* **Selected extract**
————

AVS 62nd International Symposium & Exhibition
    Electronic Materials and Processing Monday Sessions
       Session EM+AS+SS-MoM

Paper EM+AS+SS-MoM9
Modeling of and Power from Nb-NbOx-based Nanorectenna Arrays

Monday, October 19, 2015, 11:00 am, Room 211A

Session: Rectenna Solar Cells, MIM Diodes, and Oxide Interfaces
Presenter: Richard M. Osgood, US Army NSRDEC
Authors: R.M. Osgood, US Army NSRDEC
J. Xu, Brown University
G.E. Fernandes, Brown University
M. Rothschild, MIT Lincoln Laboratory
K. Diest, MIT Lincoln Laboratory
M. Kang, Seoul National University, Republic of Korea
K.B. Kim, Seoul National University, Republic of Korea
L. Parameswaran, MIT Lincoln Laboratory
P. Periasamy, IBM
M. Chin, Army Research Laboratory
S. Kooi, MIT Institute for Soldier Nanotechnologies
S. Giardini, US Army NSRDEC
R. O'Hayre, Colorado School of Mines
P. Joghee, Colorado School of Mines
Correspondent: Click to Email

We investigate arrays of “microrectennas” (with sub-micron features tuned for the near-and short-wave infrared) consisting of “stripe-teeth” metamaterial antennasconducting vertically through the coupled, underlying metal-insulator-metal (MIM) diode into a metallic substrate. Stripes, with cross-stripe resonances, conduct current out of the array, while antenna-like teeth break left-right symmetry and concentrate a high vertical electric field (Ez) at the end of the teeth at their antenna resonance. If plasmonic field enhancement and concentration reduce the capacitance and/or increase the effective voltage across the MIM diode, new research and development of large-area ultrafast optical rectennas will be enabled, requiring patterning and alignment of only the top metal layer.

————

* **Data records**
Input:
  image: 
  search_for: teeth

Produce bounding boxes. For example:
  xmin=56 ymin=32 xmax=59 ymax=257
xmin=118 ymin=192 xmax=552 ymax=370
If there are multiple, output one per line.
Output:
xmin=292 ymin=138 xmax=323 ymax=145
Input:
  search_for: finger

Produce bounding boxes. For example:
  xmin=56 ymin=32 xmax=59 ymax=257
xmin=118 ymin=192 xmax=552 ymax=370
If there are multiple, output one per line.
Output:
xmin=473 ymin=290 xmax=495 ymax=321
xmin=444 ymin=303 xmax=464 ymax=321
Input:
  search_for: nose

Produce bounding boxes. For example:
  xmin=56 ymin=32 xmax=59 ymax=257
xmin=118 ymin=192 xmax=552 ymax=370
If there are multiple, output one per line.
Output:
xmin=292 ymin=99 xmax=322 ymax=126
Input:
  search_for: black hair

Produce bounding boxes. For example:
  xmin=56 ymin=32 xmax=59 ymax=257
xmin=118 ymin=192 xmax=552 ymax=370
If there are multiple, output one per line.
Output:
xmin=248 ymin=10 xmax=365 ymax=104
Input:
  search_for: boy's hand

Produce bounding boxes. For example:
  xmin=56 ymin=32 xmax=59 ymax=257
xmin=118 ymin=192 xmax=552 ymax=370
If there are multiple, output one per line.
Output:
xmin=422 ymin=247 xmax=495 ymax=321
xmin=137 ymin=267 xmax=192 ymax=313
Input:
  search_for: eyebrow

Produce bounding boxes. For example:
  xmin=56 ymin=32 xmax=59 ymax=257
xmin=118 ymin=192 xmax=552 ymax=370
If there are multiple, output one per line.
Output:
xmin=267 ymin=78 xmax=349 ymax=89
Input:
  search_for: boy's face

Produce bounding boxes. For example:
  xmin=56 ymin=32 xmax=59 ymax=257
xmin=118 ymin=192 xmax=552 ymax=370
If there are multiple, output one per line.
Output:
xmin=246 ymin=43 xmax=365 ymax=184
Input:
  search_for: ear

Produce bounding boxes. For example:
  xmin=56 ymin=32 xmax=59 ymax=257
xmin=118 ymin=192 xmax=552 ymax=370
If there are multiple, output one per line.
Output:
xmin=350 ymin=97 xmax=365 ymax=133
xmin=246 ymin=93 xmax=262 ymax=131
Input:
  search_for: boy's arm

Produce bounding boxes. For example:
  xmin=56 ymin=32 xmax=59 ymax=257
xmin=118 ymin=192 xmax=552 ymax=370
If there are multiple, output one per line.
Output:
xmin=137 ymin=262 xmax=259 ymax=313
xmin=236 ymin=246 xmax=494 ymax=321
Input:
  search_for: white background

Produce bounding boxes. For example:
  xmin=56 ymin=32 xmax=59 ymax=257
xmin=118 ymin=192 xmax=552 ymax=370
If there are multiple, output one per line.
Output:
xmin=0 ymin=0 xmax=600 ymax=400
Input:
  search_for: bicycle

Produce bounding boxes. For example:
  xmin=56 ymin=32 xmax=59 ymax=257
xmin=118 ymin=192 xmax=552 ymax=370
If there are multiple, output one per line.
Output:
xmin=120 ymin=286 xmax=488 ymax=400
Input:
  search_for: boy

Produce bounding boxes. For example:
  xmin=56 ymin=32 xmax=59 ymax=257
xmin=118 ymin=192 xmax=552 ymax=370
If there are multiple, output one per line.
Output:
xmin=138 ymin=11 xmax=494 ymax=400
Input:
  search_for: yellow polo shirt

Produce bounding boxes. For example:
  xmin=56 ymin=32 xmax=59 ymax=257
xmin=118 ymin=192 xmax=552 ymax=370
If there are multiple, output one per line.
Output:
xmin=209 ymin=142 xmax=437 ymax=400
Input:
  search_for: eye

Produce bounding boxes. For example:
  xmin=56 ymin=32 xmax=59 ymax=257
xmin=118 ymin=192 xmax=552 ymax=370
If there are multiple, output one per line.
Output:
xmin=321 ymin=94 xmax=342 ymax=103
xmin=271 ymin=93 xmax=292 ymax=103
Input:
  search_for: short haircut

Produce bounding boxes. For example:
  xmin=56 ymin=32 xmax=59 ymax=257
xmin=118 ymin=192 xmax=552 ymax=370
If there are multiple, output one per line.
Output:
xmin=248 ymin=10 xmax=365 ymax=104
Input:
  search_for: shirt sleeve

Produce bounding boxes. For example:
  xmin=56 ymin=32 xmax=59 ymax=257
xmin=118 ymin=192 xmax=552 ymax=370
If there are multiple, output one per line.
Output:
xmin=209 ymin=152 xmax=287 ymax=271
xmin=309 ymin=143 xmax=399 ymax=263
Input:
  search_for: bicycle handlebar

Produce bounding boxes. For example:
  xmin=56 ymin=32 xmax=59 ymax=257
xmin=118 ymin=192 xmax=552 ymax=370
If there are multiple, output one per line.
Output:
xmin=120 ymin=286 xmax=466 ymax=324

————

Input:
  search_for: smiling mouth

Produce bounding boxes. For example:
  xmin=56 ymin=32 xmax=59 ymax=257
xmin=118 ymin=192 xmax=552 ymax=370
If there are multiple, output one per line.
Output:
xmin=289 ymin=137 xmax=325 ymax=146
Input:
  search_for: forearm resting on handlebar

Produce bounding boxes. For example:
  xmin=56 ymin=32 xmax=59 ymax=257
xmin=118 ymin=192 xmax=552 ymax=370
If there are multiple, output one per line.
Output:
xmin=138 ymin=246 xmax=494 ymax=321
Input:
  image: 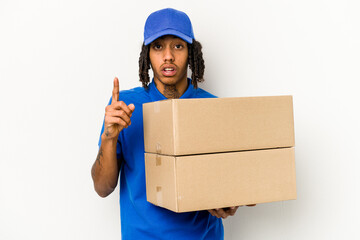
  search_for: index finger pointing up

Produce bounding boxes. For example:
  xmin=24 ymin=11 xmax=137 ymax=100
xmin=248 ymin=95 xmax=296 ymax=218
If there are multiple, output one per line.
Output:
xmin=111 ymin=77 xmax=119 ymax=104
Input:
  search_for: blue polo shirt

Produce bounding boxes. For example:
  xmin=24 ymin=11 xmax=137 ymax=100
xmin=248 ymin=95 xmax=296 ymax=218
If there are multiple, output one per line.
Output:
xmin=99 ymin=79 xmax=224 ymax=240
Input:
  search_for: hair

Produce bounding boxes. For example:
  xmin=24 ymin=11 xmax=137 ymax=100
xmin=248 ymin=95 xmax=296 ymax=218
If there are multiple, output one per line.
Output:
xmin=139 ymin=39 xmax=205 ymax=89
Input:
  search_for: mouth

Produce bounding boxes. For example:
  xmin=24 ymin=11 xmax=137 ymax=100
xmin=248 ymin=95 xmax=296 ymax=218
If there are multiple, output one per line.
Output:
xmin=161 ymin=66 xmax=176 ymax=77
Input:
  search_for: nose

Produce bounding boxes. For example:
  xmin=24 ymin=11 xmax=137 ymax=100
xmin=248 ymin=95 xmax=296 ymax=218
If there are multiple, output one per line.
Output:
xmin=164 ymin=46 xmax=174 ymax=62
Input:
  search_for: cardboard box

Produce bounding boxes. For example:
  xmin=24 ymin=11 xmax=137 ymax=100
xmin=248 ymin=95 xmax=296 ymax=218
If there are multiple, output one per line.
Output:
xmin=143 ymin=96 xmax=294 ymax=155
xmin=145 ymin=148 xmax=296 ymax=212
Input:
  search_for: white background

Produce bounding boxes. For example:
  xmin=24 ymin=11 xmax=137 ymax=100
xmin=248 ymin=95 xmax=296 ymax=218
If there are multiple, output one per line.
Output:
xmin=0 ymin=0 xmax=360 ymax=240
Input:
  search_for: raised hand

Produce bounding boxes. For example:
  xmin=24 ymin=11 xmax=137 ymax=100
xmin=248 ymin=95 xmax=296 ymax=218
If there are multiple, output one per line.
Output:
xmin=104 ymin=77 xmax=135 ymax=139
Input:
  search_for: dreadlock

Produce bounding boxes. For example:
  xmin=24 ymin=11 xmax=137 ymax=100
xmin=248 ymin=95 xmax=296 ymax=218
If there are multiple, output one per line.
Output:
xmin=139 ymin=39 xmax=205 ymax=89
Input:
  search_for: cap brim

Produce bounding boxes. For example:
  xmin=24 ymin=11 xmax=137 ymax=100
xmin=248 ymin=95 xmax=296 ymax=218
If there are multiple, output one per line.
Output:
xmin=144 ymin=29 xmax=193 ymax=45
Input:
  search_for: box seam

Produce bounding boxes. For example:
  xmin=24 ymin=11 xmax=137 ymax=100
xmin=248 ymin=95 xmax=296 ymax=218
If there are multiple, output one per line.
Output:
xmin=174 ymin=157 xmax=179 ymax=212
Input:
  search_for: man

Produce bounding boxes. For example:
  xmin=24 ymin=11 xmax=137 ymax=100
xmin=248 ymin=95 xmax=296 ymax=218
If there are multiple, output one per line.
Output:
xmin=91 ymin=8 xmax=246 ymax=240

————

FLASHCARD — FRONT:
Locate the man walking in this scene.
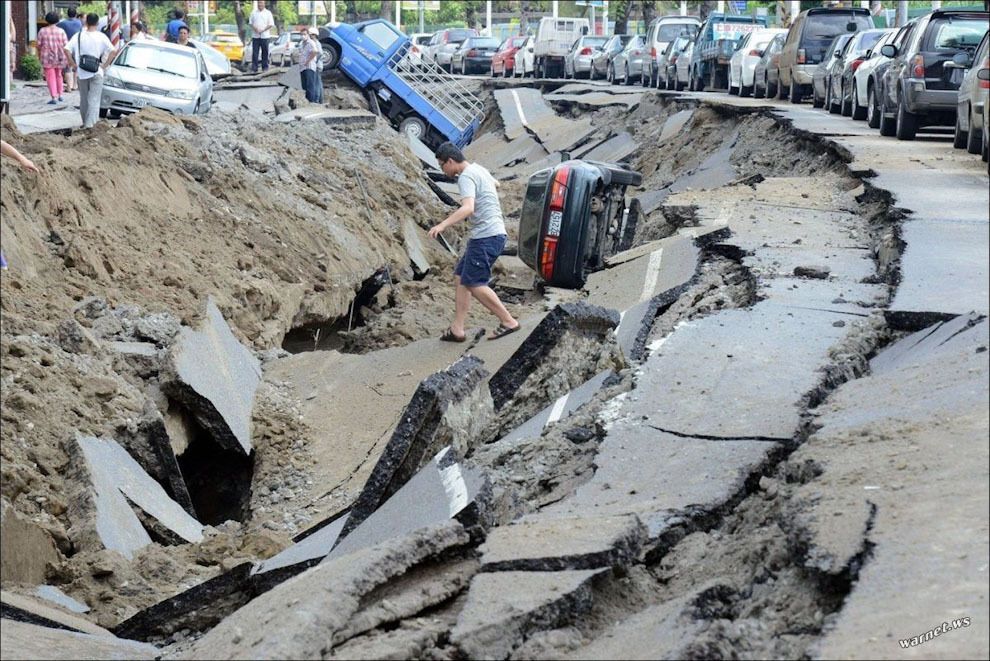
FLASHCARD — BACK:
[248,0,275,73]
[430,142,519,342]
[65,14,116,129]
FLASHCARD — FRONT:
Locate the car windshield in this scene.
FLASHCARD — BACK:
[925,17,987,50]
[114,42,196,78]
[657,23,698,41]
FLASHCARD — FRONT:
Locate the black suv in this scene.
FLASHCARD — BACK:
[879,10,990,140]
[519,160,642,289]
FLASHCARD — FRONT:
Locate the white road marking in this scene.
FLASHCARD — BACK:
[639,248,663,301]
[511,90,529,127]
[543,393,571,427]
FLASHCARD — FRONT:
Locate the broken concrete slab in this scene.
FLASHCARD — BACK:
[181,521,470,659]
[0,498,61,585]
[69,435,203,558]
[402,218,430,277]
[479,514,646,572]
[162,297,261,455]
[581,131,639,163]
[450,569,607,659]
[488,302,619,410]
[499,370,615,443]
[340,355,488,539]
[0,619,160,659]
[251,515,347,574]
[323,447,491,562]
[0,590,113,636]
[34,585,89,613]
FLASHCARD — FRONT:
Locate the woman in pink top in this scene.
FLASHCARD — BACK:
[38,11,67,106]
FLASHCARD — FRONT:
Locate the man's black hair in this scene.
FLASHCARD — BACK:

————

* **What to work on**
According to the symposium abstract, what part of the rectennas is the only layer that would need patterning and alignment? You won't need the items for this.

* **Task solution**
Only the top metal layer.